◆ **Exercise goal**
Copy the line with "Target: flock of birds on ice" and all lines following it through the last line of the entries, exactly as written.

◆ **Dataset content**
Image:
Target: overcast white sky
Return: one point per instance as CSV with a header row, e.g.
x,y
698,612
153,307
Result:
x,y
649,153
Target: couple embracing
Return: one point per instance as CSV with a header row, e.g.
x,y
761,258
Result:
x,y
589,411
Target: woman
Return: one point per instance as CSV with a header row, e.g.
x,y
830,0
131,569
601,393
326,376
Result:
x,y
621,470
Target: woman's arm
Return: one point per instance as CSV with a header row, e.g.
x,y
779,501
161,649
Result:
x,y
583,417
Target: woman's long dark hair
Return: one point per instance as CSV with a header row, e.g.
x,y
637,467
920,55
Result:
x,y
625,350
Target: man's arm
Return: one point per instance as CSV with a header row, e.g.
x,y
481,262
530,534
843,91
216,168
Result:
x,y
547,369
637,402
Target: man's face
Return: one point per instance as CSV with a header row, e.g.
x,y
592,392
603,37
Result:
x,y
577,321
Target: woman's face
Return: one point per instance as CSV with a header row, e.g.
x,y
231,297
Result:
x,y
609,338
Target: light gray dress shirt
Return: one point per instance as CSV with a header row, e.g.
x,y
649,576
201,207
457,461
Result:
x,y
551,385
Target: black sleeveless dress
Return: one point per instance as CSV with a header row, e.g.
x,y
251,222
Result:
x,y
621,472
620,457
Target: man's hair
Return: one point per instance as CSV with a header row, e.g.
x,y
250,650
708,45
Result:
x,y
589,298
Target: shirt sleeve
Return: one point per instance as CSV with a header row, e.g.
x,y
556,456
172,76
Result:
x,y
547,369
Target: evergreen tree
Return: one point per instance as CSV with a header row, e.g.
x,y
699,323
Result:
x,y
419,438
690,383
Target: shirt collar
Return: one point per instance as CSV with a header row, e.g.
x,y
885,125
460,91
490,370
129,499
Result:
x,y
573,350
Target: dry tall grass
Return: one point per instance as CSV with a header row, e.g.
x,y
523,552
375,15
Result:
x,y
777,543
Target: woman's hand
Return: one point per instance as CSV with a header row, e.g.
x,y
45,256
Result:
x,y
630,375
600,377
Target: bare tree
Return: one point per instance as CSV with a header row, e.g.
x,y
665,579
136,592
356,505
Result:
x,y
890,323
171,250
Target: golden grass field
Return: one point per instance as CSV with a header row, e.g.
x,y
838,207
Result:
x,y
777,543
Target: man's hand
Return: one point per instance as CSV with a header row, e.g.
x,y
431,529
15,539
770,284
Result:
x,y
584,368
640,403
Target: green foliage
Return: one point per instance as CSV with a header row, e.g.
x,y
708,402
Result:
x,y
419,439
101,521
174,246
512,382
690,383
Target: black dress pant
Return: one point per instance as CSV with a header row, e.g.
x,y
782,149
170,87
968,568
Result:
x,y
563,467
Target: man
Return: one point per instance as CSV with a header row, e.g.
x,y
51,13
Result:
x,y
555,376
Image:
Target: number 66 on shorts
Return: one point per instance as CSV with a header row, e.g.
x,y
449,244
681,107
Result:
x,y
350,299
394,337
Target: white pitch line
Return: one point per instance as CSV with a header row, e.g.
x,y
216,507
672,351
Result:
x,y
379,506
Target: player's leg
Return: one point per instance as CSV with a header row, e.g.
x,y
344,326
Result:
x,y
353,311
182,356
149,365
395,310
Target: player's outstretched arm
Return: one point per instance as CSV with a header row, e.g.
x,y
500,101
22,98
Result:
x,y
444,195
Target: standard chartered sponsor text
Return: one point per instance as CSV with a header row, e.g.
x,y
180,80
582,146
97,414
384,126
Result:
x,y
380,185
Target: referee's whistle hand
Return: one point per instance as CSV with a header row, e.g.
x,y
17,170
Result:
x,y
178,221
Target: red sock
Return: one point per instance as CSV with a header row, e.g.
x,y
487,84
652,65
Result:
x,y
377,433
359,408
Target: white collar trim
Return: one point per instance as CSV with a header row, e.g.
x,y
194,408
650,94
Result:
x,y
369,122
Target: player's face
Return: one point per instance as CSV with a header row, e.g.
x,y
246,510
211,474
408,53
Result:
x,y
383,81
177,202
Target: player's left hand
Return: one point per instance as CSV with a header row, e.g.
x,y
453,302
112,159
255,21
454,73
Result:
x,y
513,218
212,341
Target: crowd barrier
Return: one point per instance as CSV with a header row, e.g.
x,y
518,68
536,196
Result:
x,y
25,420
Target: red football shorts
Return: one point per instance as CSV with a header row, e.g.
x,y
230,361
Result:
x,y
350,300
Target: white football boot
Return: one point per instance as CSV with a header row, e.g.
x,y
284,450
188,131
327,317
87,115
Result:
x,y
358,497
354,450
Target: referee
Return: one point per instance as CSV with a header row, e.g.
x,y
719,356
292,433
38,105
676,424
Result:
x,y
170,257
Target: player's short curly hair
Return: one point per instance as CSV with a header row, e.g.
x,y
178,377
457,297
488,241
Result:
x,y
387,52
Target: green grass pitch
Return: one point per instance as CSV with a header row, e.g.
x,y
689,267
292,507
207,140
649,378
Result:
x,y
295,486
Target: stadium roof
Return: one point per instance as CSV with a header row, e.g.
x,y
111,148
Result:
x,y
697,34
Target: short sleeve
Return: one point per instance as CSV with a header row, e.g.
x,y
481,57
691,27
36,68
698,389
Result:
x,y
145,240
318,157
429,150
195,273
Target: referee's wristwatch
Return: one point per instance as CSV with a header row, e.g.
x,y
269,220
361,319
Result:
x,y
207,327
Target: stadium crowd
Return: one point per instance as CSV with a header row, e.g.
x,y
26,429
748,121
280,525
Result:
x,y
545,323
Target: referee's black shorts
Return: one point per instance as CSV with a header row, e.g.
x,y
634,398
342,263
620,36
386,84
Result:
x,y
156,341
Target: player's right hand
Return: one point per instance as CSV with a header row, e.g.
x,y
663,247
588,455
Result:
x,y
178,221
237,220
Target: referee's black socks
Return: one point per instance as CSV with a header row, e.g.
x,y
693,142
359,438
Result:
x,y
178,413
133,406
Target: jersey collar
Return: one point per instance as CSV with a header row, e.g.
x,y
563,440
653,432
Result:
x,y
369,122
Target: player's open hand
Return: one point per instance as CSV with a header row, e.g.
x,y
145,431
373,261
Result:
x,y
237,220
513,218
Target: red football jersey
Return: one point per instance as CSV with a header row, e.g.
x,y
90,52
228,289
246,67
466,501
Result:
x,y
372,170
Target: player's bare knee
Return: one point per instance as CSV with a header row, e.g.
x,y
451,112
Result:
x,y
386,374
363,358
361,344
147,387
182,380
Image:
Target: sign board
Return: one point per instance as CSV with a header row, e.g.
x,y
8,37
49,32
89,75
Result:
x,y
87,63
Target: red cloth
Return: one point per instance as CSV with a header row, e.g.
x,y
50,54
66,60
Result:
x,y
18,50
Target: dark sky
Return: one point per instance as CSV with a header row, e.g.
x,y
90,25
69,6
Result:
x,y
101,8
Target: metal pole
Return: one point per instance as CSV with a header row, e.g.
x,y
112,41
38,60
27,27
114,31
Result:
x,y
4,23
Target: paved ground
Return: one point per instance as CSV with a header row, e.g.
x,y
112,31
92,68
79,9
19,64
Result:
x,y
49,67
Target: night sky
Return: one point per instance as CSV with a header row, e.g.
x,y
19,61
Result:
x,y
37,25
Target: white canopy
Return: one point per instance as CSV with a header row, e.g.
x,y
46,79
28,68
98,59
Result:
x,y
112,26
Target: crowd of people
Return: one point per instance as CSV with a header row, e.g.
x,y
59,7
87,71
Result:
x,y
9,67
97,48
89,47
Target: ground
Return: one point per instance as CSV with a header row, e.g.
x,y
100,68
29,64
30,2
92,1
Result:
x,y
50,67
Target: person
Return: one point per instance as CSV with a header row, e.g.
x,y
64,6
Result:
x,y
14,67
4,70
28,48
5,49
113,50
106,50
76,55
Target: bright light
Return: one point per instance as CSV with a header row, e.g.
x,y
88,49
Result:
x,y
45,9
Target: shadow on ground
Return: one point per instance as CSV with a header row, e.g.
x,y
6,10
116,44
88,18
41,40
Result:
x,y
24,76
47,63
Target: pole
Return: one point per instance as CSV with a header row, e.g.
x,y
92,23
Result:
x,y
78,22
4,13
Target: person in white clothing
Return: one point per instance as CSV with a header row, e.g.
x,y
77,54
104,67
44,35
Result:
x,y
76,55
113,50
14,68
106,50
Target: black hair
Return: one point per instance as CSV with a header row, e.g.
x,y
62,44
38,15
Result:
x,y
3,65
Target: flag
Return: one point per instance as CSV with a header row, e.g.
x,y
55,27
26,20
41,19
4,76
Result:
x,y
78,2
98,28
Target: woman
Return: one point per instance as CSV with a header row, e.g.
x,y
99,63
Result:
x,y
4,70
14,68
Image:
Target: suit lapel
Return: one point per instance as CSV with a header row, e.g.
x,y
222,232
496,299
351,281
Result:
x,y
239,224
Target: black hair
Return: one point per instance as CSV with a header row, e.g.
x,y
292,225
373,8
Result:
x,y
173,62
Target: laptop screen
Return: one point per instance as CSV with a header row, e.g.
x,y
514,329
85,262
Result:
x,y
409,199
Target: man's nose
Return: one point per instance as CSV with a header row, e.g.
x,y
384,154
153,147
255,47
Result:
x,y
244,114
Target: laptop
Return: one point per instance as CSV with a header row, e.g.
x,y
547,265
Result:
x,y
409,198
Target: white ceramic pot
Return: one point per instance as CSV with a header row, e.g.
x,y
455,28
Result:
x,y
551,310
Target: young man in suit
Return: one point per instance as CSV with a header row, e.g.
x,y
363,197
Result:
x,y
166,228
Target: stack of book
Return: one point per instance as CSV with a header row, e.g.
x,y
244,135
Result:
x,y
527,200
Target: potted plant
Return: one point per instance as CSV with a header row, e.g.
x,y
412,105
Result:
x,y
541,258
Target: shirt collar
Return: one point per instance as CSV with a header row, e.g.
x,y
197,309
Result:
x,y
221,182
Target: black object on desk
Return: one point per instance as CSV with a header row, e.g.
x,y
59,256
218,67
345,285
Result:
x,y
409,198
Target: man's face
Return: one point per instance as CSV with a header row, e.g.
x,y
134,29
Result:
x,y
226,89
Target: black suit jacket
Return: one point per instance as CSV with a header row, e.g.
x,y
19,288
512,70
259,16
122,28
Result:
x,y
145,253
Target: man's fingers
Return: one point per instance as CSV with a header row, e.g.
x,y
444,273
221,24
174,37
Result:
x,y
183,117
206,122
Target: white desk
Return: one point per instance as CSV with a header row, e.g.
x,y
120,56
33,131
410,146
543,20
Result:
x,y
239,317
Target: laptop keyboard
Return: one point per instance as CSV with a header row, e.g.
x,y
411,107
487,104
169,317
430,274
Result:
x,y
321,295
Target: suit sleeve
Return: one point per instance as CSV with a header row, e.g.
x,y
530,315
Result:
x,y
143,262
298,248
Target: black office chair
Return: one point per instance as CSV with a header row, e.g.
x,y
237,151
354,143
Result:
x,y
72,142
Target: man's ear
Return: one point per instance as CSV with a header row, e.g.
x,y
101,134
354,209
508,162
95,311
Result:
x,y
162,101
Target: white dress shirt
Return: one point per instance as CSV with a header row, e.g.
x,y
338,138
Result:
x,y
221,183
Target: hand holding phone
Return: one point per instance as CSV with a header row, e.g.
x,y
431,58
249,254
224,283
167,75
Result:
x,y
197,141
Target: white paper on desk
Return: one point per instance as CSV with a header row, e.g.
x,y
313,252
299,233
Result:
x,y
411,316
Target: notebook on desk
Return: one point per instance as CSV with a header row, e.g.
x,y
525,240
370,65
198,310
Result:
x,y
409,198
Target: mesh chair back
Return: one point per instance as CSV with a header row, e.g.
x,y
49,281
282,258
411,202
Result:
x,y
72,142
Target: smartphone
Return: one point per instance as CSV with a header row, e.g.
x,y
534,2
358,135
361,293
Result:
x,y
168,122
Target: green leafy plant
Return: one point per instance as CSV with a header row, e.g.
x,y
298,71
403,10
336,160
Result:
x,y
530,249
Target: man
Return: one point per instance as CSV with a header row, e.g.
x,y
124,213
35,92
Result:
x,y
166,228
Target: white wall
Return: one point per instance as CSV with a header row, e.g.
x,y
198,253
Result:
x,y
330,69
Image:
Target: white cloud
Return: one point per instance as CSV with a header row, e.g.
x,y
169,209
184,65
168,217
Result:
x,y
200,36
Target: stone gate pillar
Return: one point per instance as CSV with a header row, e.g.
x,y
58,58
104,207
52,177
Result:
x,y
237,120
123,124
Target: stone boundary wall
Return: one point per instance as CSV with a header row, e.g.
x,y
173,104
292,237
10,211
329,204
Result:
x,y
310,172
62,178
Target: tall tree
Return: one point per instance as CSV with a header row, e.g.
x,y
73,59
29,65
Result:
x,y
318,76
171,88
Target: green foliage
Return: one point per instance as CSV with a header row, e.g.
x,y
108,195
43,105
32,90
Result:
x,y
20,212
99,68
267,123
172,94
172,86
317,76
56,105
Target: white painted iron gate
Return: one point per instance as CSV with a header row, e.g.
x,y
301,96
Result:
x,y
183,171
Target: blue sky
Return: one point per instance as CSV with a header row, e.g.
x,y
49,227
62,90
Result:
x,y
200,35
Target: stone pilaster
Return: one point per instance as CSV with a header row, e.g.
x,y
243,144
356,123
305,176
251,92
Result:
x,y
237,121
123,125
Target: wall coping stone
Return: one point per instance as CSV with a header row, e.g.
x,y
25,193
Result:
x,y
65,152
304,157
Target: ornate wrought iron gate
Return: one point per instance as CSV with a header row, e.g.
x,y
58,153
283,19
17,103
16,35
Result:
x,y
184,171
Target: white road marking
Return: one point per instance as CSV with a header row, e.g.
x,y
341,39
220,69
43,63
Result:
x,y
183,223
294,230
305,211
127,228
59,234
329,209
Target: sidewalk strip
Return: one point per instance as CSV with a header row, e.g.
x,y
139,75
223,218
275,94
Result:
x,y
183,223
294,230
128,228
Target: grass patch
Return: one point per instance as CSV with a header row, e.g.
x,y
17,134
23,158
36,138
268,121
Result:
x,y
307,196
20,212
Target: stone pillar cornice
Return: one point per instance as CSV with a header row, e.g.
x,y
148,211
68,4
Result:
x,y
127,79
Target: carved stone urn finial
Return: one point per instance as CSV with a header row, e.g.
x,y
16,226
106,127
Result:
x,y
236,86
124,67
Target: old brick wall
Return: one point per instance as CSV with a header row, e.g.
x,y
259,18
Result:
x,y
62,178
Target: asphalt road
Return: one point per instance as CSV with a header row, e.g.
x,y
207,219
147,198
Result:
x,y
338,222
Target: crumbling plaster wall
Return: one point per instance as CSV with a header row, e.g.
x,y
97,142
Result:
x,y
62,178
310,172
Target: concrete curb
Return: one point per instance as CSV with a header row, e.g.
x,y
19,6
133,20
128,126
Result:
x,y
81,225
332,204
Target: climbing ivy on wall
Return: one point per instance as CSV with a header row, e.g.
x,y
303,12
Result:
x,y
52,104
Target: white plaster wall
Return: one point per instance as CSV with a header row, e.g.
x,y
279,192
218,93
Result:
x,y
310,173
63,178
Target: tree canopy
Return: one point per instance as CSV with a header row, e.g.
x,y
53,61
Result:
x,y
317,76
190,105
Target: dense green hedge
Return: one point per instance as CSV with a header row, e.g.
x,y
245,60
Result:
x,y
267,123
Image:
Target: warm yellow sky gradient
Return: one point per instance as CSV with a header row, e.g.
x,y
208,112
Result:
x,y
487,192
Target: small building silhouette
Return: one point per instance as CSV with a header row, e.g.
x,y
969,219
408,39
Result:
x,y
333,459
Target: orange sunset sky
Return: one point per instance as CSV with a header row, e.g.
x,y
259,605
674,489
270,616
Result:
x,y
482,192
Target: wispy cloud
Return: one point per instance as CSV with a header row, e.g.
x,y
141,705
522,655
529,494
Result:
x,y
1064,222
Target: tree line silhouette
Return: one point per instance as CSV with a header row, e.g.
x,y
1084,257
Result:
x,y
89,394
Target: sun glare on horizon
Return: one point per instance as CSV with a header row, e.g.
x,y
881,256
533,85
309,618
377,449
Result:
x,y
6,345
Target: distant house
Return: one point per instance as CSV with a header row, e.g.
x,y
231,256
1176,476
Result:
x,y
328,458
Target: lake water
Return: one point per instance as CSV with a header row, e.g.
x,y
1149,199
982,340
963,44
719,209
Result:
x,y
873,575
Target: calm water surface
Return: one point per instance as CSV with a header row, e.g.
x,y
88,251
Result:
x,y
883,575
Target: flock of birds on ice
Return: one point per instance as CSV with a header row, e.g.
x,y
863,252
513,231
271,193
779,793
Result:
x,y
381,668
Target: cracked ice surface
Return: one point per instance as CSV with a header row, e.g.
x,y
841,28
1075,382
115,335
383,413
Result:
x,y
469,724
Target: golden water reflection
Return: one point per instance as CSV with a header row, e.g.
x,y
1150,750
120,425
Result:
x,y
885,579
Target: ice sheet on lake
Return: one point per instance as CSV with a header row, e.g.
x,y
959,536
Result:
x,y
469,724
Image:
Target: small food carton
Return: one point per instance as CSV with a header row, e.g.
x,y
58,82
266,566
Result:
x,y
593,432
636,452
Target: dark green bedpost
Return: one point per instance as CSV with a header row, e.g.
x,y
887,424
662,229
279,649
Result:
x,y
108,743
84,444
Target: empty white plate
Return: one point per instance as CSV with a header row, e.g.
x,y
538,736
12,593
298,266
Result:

◆ **Output for this exercise**
Target: flock of birds on ice
Return: one point per instance as CSV with a header row, e.g.
x,y
863,252
513,231
271,193
779,793
Result:
x,y
381,668
Target: cracked ice surface
Return: one point per instance as CSV with a header row, e.g.
x,y
841,28
1075,382
115,335
383,413
Result:
x,y
469,724
Target: golden water reflection
Return: one point per instance as CSV with a header row, e.g.
x,y
1150,750
120,425
Result:
x,y
885,579
Target: ice sheet on lake
Return: one point per instance as CSV with a header row, e.g.
x,y
959,536
Result:
x,y
469,724
Image:
Target: small food carton
Return: one point per instance as CSV with a header row, e.g.
x,y
58,82
266,566
Result:
x,y
593,432
636,452
Target: dark green bedpost
Return: one point per instance as CSV with a header row, e.g.
x,y
887,424
662,229
279,649
Result:
x,y
108,743
84,444
Target: empty white plate
Return: one point per instance as CSV with a header row, e.g.
x,y
538,736
12,593
298,266
Result:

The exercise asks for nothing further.